[Collected data entries]
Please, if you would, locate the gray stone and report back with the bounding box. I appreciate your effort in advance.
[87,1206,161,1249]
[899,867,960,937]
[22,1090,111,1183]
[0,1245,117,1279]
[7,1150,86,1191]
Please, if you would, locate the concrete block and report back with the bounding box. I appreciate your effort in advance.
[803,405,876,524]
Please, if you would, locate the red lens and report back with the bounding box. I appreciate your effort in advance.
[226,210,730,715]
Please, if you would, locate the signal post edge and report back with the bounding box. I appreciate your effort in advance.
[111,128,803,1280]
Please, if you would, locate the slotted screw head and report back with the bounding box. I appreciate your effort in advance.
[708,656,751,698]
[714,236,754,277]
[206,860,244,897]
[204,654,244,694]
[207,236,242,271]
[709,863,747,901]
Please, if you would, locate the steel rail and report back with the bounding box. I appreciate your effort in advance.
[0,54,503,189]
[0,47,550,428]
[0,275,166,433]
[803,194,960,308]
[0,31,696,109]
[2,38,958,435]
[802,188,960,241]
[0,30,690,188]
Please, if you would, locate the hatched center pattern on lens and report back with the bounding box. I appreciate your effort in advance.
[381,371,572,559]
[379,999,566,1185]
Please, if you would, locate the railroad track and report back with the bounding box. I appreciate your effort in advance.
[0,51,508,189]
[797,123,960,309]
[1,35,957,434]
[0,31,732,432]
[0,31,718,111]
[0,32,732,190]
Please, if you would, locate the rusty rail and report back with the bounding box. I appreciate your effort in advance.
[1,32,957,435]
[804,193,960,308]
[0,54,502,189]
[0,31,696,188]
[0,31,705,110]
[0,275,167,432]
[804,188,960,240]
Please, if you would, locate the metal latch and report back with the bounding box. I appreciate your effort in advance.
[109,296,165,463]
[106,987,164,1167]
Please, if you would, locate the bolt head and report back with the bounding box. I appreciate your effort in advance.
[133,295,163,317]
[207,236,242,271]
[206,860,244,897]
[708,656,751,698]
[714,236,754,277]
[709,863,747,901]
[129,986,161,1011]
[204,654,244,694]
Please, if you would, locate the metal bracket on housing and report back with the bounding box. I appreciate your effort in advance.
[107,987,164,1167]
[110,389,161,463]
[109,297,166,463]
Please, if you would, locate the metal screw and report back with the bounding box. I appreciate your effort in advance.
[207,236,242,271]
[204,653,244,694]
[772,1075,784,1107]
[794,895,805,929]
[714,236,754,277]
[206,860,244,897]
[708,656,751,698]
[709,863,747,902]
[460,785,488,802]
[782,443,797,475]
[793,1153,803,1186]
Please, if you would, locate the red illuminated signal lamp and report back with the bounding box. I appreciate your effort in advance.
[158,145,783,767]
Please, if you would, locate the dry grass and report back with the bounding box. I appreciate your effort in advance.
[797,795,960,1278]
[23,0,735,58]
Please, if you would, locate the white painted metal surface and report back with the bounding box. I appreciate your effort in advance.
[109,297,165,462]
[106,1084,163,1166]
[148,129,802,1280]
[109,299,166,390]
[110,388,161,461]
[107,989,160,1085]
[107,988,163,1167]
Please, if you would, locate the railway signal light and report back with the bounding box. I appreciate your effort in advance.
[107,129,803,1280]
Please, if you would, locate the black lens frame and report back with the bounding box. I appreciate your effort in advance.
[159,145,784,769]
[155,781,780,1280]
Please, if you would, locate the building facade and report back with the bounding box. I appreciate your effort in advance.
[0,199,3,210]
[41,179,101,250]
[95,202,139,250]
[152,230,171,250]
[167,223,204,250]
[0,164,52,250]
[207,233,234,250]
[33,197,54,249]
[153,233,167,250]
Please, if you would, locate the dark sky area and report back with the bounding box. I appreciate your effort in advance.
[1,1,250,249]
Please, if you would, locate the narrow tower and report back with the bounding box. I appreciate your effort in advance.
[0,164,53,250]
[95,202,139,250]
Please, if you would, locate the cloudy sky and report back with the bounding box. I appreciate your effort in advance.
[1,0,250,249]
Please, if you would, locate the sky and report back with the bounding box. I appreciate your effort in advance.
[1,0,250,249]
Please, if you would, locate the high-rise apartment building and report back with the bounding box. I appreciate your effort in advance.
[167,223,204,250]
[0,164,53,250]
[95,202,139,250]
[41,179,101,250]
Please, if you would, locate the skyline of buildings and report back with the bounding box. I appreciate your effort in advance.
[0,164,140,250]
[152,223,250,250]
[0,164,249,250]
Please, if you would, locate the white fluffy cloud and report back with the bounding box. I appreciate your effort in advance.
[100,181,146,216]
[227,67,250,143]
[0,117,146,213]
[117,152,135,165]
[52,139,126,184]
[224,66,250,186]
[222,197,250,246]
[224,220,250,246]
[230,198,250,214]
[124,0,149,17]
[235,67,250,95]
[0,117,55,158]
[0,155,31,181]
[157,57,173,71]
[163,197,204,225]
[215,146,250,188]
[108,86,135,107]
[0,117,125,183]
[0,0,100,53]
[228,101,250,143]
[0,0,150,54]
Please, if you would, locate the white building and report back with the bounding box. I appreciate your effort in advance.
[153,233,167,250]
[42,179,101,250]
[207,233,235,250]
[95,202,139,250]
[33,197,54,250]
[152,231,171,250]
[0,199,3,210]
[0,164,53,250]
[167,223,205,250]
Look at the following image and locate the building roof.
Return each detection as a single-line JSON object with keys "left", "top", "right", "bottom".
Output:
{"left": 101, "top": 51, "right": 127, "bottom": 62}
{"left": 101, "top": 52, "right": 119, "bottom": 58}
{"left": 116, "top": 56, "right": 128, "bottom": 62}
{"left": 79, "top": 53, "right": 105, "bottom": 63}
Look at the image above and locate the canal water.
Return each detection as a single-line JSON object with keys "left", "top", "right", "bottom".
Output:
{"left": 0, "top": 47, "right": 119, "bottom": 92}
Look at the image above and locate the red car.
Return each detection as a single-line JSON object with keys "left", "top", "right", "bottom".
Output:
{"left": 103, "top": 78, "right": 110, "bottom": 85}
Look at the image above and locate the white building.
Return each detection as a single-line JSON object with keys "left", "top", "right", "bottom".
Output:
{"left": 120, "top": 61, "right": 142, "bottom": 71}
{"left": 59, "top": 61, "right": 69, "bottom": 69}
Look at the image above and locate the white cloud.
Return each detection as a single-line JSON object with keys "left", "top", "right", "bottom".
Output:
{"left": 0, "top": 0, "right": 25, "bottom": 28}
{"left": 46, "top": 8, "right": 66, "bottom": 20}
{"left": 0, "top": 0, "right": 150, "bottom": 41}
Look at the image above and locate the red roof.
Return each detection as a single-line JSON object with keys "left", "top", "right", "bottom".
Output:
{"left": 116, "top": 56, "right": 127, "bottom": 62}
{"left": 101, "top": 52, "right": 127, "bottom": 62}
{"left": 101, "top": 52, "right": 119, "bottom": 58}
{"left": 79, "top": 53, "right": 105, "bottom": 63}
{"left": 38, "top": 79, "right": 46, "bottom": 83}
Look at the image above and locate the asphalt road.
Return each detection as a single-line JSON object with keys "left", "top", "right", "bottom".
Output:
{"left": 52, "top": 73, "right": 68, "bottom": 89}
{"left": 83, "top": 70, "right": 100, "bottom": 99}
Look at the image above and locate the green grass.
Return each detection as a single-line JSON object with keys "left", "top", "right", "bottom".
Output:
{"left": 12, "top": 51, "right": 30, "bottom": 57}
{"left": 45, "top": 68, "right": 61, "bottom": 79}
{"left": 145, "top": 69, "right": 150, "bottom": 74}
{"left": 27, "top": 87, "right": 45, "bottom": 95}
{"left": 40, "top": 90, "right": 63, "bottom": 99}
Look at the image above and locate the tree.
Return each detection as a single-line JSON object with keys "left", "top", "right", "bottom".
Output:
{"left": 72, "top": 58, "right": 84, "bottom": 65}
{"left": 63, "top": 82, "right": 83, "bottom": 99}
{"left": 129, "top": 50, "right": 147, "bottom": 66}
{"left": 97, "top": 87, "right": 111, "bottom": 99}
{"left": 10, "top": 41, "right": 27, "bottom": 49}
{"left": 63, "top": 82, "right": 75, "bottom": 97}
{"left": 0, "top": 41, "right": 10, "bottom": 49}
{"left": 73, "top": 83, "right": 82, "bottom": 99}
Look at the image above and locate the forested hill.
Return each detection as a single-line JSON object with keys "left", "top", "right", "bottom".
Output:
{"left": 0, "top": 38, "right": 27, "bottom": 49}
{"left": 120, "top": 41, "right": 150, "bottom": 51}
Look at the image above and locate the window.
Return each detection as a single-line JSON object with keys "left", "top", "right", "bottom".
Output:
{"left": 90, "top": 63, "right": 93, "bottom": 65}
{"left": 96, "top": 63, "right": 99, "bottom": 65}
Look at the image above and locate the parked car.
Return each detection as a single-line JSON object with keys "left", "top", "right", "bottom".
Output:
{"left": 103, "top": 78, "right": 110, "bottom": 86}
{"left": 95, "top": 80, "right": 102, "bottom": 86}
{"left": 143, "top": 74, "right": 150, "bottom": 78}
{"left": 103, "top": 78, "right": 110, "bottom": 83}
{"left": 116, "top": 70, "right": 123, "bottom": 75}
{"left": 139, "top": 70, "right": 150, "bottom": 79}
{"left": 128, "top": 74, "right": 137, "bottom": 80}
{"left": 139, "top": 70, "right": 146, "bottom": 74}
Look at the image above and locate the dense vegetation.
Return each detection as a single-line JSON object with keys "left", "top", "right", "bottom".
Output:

• WHAT YOU HAVE TO DO:
Look above for the line containing "Look at the image above and locate the parked". Return it and each line after it exactly, through the last line, and nothing more.

• RESPONSE BELOW:
Look at the image above and locate the parked car.
Return each detection as a single-line JSON object with keys "left", "top", "right", "bottom".
Output:
{"left": 103, "top": 78, "right": 110, "bottom": 86}
{"left": 95, "top": 80, "right": 102, "bottom": 86}
{"left": 143, "top": 74, "right": 150, "bottom": 78}
{"left": 103, "top": 78, "right": 110, "bottom": 83}
{"left": 116, "top": 70, "right": 123, "bottom": 75}
{"left": 139, "top": 70, "right": 150, "bottom": 79}
{"left": 128, "top": 74, "right": 137, "bottom": 80}
{"left": 139, "top": 70, "right": 146, "bottom": 74}
Look at the image above and locate the dense vegetation.
Return each detection as a single-line JSON object with keys "left", "top", "right", "bottom".
Output:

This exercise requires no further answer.